TASK:
Please write out the data lines as a numbered list, starting at the first line and ending at the line that contains "xmin=215 ymin=191 xmax=450 ymax=216", with both of those lines included and blank lines left out.

## BEGIN EXTRACTED ENTRIES

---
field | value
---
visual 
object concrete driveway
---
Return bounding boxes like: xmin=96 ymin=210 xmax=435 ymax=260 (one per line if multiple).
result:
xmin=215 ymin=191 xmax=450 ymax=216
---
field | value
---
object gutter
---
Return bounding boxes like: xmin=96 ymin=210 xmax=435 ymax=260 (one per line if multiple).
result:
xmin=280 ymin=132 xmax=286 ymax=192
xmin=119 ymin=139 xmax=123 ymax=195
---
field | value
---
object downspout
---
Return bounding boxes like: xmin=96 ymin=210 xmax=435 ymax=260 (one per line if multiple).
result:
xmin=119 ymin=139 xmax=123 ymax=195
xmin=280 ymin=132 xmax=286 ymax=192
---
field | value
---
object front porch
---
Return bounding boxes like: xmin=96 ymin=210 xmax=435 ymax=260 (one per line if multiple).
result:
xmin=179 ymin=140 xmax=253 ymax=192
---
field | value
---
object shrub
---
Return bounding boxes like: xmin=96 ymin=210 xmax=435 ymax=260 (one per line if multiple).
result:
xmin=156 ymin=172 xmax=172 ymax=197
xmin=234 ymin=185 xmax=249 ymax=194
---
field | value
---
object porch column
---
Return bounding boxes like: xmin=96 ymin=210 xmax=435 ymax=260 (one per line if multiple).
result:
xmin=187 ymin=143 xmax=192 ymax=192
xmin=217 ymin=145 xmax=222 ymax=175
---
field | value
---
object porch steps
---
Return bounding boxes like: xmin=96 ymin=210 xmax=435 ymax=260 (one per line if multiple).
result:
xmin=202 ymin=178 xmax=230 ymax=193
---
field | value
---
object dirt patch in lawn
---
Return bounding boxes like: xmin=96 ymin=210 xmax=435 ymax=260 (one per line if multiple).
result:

## END EXTRACTED ENTRIES

ANSWER TO THE EXERCISE:
1. ---
2. field | value
3. ---
4. visual 
5. object concrete driveway
6. ---
7. Return bounding boxes like: xmin=96 ymin=210 xmax=435 ymax=260 (one per line if multiple).
8. result:
9. xmin=215 ymin=191 xmax=450 ymax=216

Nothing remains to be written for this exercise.